• GOAL A: Decide whether each statement agrees with the ZetaSQL passage below. Answer yes or no for each and quote the text's deciding words. (i) When an aggregate function summarizes an empty group, COUNT returns NULL. (ii) The row that ANY_VALUE chooses from the group is random. (iii) The data type that ANY_VALUE returns matches the input data type.
[Begin GIVEN PASSAGE]
When used in conjunction with a GROUP BY clause, the groups summarized typically have at least one row. When the associated SELECT has no GROUP BY clause or when certain aggregate function modifiers filter rows from the group to be summarized it is possible that the aggregate function needs to summarize an empty group. In this case, the COUNT and COUNTIF functions return 0, while all other aggregate functions return NULL.

The following sections describe the aggregate functions that ZetaSQL supports.

ANY_VALUE

ANY_VALUE(expression [HAVING {MAX | MIN} expression2])  [OVER (...)]

Description

Returns expression for some row chosen from the group. Which row is chosen is nondeterministic, not random. Returns NULL when the input produces no rows. Returns NULL when expression is NULL for all rows in the group.

ANY_VALUE behaves as if RESPECT NULLS is specified; Rows for which expression is NULL are considered and may be selected.

Supported Argument Types

Any

Optional Clauses

The clauses are applied in the following order:

  1. OVER: Specifies a window. See Analytic Functions.
  2. HAVING MAX or HAVING MIN: Restricts the set of rows that the function aggregates by a maximum or minimum value. See HAVING MAX and HAVING MIN clause for details.

Returned Data Types

Matches the input data type.

Examples

SELECT ANY_VALUE(fruit) as any_value
FROM UNNEST(["apple", "banana", "pear"]) as fruit;

+-----------+
| any_value |
+-----------+
| apple     |
+-----------+
SELECT
  fruit,
  ANY_VALUE(fruit) OVER (ORDER BY LENGTH(fruit) ROWS BETWEEN 1 PRECEDING AND CURRENT ROW) AS any_value
FROM UNNEST(["apple", "banana", "pear"]) as fruit;

+--------+-----------+
| fruit  | any_value |
+--------+-----------+
| pear   | pear      |
| apple  | pear      |
| banana | apple     |
+--------+-----------+

ARRAY_AGG

ARRAY_AGG([DISTINCT] expression [{IGNORE|RESPECT} NULLS] [HAVING {MAX | MIN} expression2]
          [ORDER BY key [{ASC|DESC}] [, ... ]]  [LIMIT n])
[OVER (...)]

Description

Returns an ARRAY of expression values.
[End GIVEN PASSAGE]
• GOAL B: Pull out every line of the records below that contains the word "purple".
[Begin DATA LINES]
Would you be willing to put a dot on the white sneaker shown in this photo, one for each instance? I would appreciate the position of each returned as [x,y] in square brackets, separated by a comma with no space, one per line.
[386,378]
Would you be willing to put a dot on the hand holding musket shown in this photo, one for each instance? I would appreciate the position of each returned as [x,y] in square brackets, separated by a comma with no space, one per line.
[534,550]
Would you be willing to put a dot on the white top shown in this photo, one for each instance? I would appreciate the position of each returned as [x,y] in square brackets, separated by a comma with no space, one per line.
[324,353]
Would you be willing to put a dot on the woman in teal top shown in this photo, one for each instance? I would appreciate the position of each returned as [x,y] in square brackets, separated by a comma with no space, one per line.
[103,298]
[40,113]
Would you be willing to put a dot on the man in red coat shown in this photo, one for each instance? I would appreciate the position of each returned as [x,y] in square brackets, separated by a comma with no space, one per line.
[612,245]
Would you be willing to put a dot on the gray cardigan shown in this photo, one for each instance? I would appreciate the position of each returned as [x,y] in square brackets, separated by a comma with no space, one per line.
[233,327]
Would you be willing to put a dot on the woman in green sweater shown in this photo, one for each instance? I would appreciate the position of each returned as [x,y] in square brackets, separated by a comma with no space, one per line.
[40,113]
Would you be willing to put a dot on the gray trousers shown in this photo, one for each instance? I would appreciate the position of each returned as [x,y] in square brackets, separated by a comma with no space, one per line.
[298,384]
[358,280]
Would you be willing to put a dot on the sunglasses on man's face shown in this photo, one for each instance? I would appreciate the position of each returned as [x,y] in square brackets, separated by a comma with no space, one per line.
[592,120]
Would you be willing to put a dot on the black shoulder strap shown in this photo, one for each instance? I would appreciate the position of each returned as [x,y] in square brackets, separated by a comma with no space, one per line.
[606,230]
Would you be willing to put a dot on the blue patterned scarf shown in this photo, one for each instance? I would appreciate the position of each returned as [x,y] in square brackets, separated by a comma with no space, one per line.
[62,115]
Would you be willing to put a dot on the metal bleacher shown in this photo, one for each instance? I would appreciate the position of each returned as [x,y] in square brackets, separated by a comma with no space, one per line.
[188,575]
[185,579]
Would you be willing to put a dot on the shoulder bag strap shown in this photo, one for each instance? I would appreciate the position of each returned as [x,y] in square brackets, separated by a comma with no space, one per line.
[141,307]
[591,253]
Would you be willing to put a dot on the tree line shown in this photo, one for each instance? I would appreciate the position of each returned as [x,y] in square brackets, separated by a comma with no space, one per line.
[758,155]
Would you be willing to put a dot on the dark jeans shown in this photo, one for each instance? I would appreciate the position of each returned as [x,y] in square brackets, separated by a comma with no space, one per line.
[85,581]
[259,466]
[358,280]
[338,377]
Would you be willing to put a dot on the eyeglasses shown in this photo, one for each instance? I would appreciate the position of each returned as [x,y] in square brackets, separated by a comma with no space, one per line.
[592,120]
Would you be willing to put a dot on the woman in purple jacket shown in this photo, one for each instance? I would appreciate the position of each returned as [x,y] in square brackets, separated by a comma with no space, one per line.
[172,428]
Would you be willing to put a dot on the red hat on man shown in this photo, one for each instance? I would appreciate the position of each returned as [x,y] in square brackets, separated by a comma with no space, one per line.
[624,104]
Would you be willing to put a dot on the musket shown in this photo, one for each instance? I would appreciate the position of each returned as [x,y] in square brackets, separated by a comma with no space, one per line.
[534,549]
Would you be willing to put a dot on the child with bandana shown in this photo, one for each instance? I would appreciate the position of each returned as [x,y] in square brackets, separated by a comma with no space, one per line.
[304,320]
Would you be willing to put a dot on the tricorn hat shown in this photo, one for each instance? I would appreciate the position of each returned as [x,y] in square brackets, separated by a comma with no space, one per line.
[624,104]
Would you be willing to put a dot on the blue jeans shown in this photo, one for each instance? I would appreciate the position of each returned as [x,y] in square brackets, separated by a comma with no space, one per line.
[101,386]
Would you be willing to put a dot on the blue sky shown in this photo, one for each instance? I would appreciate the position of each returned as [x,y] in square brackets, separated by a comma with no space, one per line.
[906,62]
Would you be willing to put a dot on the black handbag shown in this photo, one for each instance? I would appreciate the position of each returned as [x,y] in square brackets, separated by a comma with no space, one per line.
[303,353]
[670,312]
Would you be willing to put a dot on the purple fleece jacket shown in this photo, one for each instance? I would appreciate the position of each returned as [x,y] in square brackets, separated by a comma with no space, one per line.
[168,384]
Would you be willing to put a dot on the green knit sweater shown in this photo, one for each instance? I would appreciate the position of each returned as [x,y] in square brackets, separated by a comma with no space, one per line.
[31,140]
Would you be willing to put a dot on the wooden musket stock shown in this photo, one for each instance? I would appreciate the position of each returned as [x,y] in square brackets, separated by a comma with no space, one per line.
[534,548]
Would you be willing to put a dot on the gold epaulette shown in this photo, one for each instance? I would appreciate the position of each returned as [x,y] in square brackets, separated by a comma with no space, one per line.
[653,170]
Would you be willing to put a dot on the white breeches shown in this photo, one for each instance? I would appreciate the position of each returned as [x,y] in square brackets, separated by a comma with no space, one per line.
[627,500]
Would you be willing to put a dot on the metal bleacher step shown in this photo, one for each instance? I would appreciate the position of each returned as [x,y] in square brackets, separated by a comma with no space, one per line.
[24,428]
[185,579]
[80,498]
[End DATA LINES]
• WRITTEN RESPONSE A:
(i) No: "the COUNT and COUNTIF functions return 0, while all other aggregate functions return NULL."
(ii) No: "Which row is chosen is nondeterministic, not random."
(iii) Yes: "Matches the input data type."

• WRITTEN RESPONSE B:
Would you be willing to put a dot on the woman in purple jacket shown in this photo, one for each instance? I would appreciate the position of each returned as [x,y] in square brackets, separated by a comma with no space, one per line.
Would you be willing to put a dot on the purple fleece jacket shown in this photo, one for each instance? I would appreciate the position of each returned as [x,y] in square brackets, separated by a comma with no space, one per line.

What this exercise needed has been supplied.